• PROBLEM TO SOLVE: Without including any pictures, retype exactly the lines from the top of the records through the line containing "<point>215,180</point>", that final line included.

• Referring expression data:
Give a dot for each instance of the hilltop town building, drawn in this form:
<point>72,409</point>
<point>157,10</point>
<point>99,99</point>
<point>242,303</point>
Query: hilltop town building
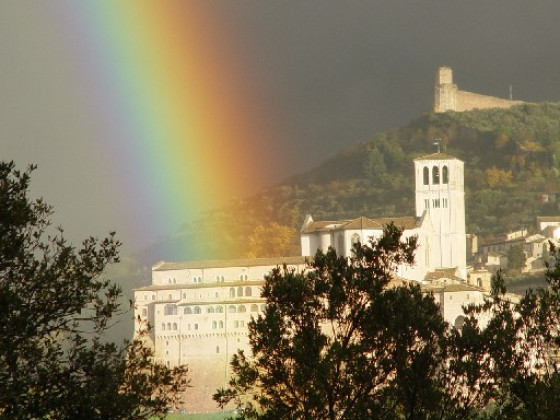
<point>439,224</point>
<point>200,310</point>
<point>448,97</point>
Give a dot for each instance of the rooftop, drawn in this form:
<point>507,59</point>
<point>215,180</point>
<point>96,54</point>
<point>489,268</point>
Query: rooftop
<point>437,156</point>
<point>246,262</point>
<point>362,223</point>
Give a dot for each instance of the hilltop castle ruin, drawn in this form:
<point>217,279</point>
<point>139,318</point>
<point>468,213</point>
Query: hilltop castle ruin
<point>448,97</point>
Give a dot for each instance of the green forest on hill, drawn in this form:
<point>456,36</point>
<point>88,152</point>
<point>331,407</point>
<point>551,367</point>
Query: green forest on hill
<point>512,159</point>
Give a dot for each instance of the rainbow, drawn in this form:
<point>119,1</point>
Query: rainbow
<point>168,78</point>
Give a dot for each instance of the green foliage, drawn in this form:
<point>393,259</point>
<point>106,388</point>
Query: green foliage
<point>338,342</point>
<point>55,305</point>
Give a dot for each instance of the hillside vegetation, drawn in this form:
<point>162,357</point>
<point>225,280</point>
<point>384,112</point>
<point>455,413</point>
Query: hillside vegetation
<point>512,159</point>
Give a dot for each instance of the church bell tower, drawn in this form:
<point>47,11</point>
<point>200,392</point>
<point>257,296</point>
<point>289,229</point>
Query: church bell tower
<point>440,193</point>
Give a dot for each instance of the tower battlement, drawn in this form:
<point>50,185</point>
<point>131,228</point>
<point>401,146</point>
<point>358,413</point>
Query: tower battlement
<point>448,97</point>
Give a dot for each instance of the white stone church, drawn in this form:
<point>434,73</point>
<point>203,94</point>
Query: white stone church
<point>200,310</point>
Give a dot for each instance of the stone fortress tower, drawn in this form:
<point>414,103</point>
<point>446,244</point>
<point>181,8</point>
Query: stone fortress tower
<point>448,97</point>
<point>440,193</point>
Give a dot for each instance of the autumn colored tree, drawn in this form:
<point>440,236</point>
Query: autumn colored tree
<point>271,240</point>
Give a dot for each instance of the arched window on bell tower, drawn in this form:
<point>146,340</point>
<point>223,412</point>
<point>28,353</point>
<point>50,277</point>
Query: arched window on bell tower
<point>435,175</point>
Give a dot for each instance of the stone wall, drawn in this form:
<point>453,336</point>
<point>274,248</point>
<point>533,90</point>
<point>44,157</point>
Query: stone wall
<point>448,97</point>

• ANSWER BOX:
Give a dot for each instance of the hilltop town building, drawn in this form:
<point>72,409</point>
<point>157,10</point>
<point>99,99</point>
<point>242,303</point>
Query: hilltop town building
<point>439,224</point>
<point>200,310</point>
<point>448,97</point>
Give a dot for each instance of the rooftop, drawn in this form:
<point>507,59</point>
<point>215,180</point>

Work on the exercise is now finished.